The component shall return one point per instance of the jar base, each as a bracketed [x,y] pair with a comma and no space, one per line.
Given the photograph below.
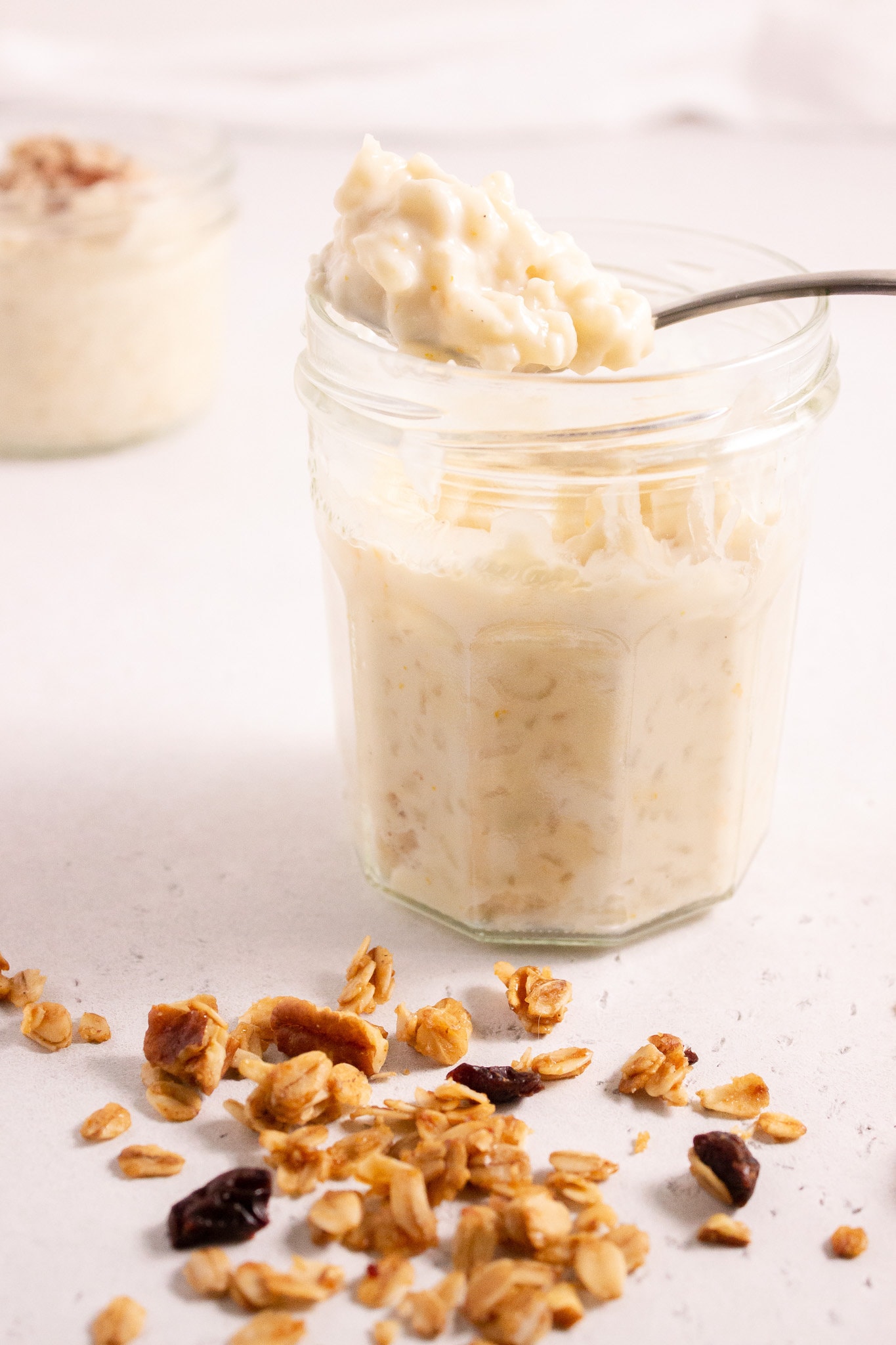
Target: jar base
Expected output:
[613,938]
* * *
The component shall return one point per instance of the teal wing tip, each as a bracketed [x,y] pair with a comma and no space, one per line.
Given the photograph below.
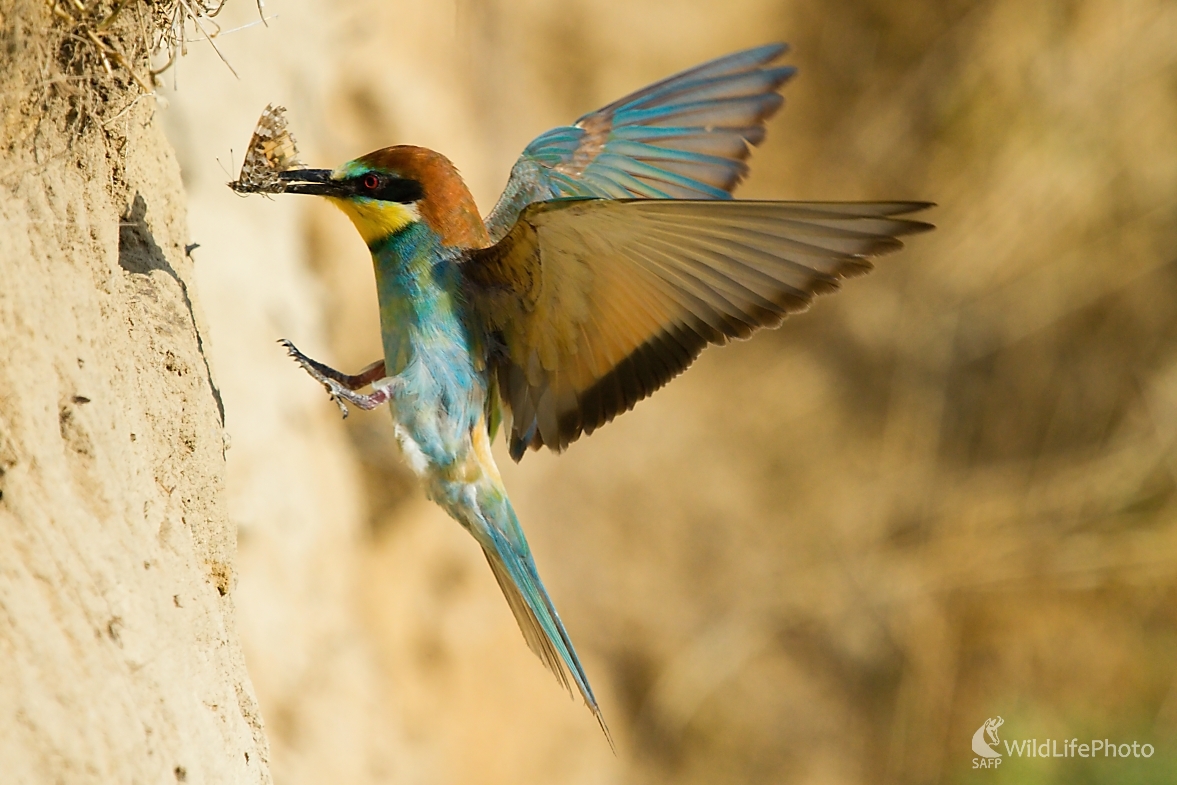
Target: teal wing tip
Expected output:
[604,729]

**Exercise objective:**
Would you give the number of lines above that hold "point"? Only the number is needed.

**Response:**
2